- **MATERIAL FOR THIS EXERCISE**:
---------------
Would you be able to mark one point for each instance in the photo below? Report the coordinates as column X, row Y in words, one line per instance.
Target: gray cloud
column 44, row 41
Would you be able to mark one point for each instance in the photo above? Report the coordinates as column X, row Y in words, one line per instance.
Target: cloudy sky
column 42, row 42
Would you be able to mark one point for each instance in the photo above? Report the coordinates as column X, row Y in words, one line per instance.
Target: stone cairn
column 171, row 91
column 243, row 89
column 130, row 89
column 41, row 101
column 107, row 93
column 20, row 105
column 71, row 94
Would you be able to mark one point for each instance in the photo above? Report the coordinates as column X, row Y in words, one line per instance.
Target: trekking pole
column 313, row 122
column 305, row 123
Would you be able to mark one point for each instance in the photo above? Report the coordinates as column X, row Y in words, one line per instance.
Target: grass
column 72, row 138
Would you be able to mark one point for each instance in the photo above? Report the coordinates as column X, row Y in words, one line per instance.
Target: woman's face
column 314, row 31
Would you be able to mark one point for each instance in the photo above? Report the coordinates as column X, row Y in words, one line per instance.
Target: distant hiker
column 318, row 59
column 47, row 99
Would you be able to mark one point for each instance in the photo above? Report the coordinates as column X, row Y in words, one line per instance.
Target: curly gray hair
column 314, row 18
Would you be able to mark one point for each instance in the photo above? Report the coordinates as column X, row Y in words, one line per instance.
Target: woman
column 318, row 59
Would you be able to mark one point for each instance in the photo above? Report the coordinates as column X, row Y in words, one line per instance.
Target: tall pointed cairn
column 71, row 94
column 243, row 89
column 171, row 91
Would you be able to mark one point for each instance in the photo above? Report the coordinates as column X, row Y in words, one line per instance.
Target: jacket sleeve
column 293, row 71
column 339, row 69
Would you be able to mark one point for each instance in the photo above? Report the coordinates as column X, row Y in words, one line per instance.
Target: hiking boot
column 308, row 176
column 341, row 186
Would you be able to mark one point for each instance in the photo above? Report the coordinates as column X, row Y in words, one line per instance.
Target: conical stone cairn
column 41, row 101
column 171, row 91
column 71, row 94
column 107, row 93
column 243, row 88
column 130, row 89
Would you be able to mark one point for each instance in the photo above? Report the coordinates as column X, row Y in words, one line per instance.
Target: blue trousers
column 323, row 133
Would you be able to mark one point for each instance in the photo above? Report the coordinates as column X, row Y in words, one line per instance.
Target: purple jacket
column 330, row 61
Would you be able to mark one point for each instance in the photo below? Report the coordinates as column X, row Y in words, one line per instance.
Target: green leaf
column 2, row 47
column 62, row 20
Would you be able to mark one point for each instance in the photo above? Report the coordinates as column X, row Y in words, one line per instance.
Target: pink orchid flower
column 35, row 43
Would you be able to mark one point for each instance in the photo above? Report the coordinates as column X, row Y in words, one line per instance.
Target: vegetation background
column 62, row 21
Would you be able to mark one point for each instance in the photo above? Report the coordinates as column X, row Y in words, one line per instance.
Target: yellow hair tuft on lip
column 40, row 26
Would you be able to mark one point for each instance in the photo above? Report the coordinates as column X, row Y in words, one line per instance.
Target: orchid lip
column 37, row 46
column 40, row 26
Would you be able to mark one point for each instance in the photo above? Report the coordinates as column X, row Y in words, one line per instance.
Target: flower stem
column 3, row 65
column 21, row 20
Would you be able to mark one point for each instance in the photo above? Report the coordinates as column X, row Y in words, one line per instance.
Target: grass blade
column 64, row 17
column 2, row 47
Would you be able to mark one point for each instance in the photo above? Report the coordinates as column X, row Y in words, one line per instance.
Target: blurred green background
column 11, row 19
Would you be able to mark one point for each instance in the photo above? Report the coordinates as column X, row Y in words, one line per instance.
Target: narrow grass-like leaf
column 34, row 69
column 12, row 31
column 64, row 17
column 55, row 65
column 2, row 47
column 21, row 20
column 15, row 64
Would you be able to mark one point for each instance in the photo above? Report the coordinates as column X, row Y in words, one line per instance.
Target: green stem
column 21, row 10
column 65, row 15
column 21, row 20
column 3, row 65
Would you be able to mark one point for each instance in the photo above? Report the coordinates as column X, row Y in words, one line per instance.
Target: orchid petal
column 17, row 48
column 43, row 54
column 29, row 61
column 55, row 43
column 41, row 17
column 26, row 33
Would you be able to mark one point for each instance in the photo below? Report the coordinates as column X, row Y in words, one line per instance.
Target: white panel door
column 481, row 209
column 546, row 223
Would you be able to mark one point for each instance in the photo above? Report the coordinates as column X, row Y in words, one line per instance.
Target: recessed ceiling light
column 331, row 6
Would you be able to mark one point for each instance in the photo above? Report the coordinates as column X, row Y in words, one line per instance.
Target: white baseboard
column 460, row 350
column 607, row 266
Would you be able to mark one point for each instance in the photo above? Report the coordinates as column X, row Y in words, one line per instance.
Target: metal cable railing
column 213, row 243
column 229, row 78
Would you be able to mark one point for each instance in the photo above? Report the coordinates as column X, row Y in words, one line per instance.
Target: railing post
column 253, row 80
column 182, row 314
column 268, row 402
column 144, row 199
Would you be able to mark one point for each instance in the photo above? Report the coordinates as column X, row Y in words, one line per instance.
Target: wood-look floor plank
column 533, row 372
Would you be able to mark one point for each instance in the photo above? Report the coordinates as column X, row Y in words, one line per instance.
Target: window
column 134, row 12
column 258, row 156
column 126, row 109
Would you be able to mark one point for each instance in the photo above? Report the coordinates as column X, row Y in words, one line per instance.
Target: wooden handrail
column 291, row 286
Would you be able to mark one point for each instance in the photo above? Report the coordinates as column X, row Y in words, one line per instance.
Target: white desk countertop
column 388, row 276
---------------
- **WHAT TO WORK ON**: Revise the material above so that every "instance" becomes "occurrence", keeping everything else unchanged.

- **TASK RESPONSE**:
Would you be able to mark one point for each occurrence in the photo below? Report the coordinates as column X, row Y in words, one line per occurrence.
Target: gray cloud
column 44, row 41
Would you be able to mark one point for each occurrence in the photo above? Report the coordinates as column X, row Y in words, one line per occurrence.
Target: cloudy sky
column 42, row 42
Would you be able to mark one point for each occurrence in the photo above? Report the coordinates as column X, row Y in words, one line per occurrence.
Target: stone cairn
column 171, row 91
column 243, row 89
column 130, row 89
column 41, row 101
column 107, row 93
column 20, row 105
column 71, row 94
Would you be able to mark one point for each occurrence in the photo above? Report the coordinates as column X, row Y in words, one line per occurrence.
Target: trekking pole
column 313, row 122
column 305, row 123
Would you be able to mark one point for each occurrence in the photo above? Report the coordinates as column X, row Y in words, one line per occurrence.
Target: grass
column 72, row 138
Would you be able to mark one point for each occurrence in the photo above? Report the coordinates as column X, row Y in words, one line per occurrence.
Target: woman's face
column 314, row 31
Would you be able to mark one point for each occurrence in the photo above? Report the coordinates as column X, row Y in words, one line per occurrence.
Target: distant hiker
column 318, row 59
column 47, row 99
Would you be able to mark one point for each occurrence in the photo above? Report the coordinates as column X, row Y in words, one line per occurrence.
Target: curly gray hair
column 314, row 18
Would you be able to mark one point for each occurrence in the photo above? Report the coordinates as column X, row Y in words, one line per occurrence.
Target: woman
column 318, row 59
Would you be able to mark one point for each occurrence in the photo above? Report the coordinates as column X, row Y in words, one line per occurrence.
Target: tall pointed cairn
column 71, row 94
column 243, row 89
column 171, row 91
Would you be able to mark one point for each occurrence in the photo above? Report the coordinates as column X, row Y in words, one line per occurrence.
Target: jacket sleeve
column 293, row 71
column 339, row 69
Would you be able to mark one point for each occurrence in the photo above? Report the coordinates as column X, row Y in words, one line per occurrence.
Target: hiking boot
column 308, row 176
column 341, row 186
Would you be able to mark one point for each occurrence in the photo above? Report the coordinates as column X, row Y in words, one line per occurrence.
Target: conical stone cairn
column 41, row 101
column 171, row 91
column 71, row 94
column 107, row 93
column 243, row 88
column 130, row 89
Would you be able to mark one point for each occurrence in the photo above? Report the coordinates as column X, row Y in words, one line per occurrence.
Target: blue trousers
column 323, row 133
Would you be able to mark one point for each occurrence in the photo above? Report the coordinates as column X, row Y in words, one line per occurrence.
Target: purple jacket
column 330, row 61
Would you be able to mark one point for each occurrence in the photo below? Report the coordinates as column X, row Y in words, one line per occurrence.
Target: green leaf
column 2, row 47
column 62, row 20
Would you be able to mark one point for each occurrence in the photo above? Report the coordinates as column X, row Y in words, one line per occurrence.
Target: pink orchid flower
column 35, row 43
Would you be able to mark one point for each occurrence in the photo above? Report the coordinates as column X, row Y in words, one line per occurrence.
Target: vegetation background
column 62, row 21
Would you be able to mark one point for each occurrence in the photo above? Report the coordinates as column X, row Y in words, one line per occurrence.
Target: yellow hair tuft on lip
column 40, row 26
Would you be able to mark one point for each occurrence in the photo above? Report the coordinates as column X, row Y in words, one line per occurrence.
Target: orchid lip
column 37, row 46
column 40, row 26
Would you be able to mark one point for each occurrence in the photo above? Report the coordinates as column X, row Y in words, one line per occurrence.
Target: flower stem
column 3, row 65
column 21, row 20
Would you be able to mark one point for each occurrence in the photo above? Report the coordinates as column X, row Y in words, one line per occurrence.
Target: grass blade
column 64, row 17
column 2, row 47
Would you be able to mark one point for each occurrence in the photo above? Report the coordinates as column X, row Y in words, one line per occurrence.
Target: blurred green background
column 11, row 19
Would you be able to mark one point for each occurrence in the photo above? Report the coordinates as column X, row Y in words, one line per occurrence.
Target: narrow grass-like leaf
column 34, row 69
column 12, row 31
column 64, row 17
column 55, row 65
column 2, row 47
column 21, row 20
column 15, row 64
Would you be able to mark one point for each occurrence in the photo above? Report the coordinates as column X, row Y in words, one line per occurrence.
Target: green stem
column 21, row 10
column 65, row 15
column 21, row 20
column 3, row 65
Would you be able to mark one point for each occurrence in the photo above? Report the coordinates as column X, row Y in words, one line per occurrence.
Target: orchid petal
column 17, row 48
column 43, row 54
column 29, row 61
column 55, row 43
column 41, row 17
column 26, row 33
Would you be able to mark one point for each occurrence in the photo below? Report the coordinates as column X, row Y in words, one line per occurrence.
Target: white panel door
column 481, row 209
column 546, row 223
Would you be able to mark one point for each occurrence in the photo above? Report the coordinates as column X, row Y in words, one line per occurrence.
Target: recessed ceiling light
column 331, row 6
Would you be able to mark one point for each occurrence in the photo above? Report the coordinates as column X, row Y in words, one line per occurrence.
Target: white baseboard
column 460, row 350
column 607, row 266
Would you be able to mark one point for each occurrence in the photo above? Report the coordinates as column X, row Y in words, one line per occurrence.
Target: metal cable railing
column 213, row 243
column 229, row 78
Would you be able to mark one point for each occurrence in the photo above? Report the coordinates as column X, row Y in words, one line per occurrence.
Target: railing post
column 253, row 80
column 182, row 314
column 268, row 402
column 144, row 199
Would you be able to mark one point for each occurrence in the photo above? Report the coordinates as column X, row Y in words, one line per occurrence.
Target: wood-look floor plank
column 533, row 372
Would you be able to mark one point for each occurrence in the photo above? Report the coordinates as column X, row Y in words, one line per occurrence.
Target: window
column 134, row 12
column 258, row 156
column 126, row 109
Would you be able to mark one point for each occurrence in the photo above? Report the coordinates as column X, row Y in words, one line per occurrence.
Target: wooden handrail
column 291, row 286
Would you be able to mark one point for each occurrence in the photo above? Report the coordinates as column X, row Y in words, one line per occurrence.
Target: white desk countertop
column 388, row 276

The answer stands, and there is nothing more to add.